*Document passage:*

* start *

Wednesday, February 22, 2012

Growing Air of Concern in Greece Over New Bailout

ATHENS — Even as the European Union signed off Tuesday on a sweeping new arrangement to help avert a Greek default and stabilize the euro, many people here on the streets saw no end to their country’s woes.

“They don’t want to kill us but keep us down on our knees so we can keep paying them indefinitely,” said Eva Kyriadou, 55, as she stood in a square in downtown Athens where the smell of tear gas and the smashed facades from last week’s violent riots still lingered.

Indeed, the deal was reached amid a growing air of stalemate and concern. Greece’s foreign lenders expressed doubts that the new austerity measures the Greek Parliament passed last week — including a 22 percent cut to the private-sector benchmark minimum wage — would actually be carried out, at least before early national elections as soon as April.

Others are concerned that in the fine print of the 400-plus-page document — which Parliament members had a weekend to read and sign — Greece relinquished fundamental parts of its sovereignty to its foreign lenders, the European Commission, the European Central Bank and the International Monetary Fund.

* end *

*Provided material:*
* start *

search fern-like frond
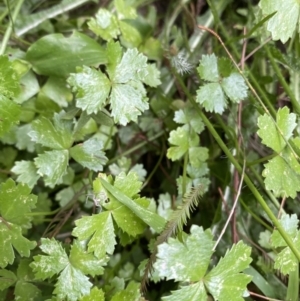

* end *

*Set exercise:*
Retype the passage from the Greece bailout article from "Growing Air of Concern" up to and including "soon as April.".

*Exercise output:*
Growing Air of Concern in Greece Over New Bailout

ATHENS — Even as the European Union signed off Tuesday on a sweeping new arrangement to help avert a Greek default and stabilize the euro, many people here on the streets saw no end to their country’s woes.

“They don’t want to kill us but keep us down on our knees so we can keep paying them indefinitely,” said Eva Kyriadou, 55, as she stood in a square in downtown Athens where the smell of tear gas and the smashed facades from last week’s violent riots still lingered.

Indeed, the deal was reached amid a growing air of stalemate and concern. Greece’s foreign lenders expressed doubts that the new austerity measures the Greek Parliament passed last week — including a 22 percent cut to the private-sector benchmark minimum wage — would actually be carried out, at least before early national elections as soon as April.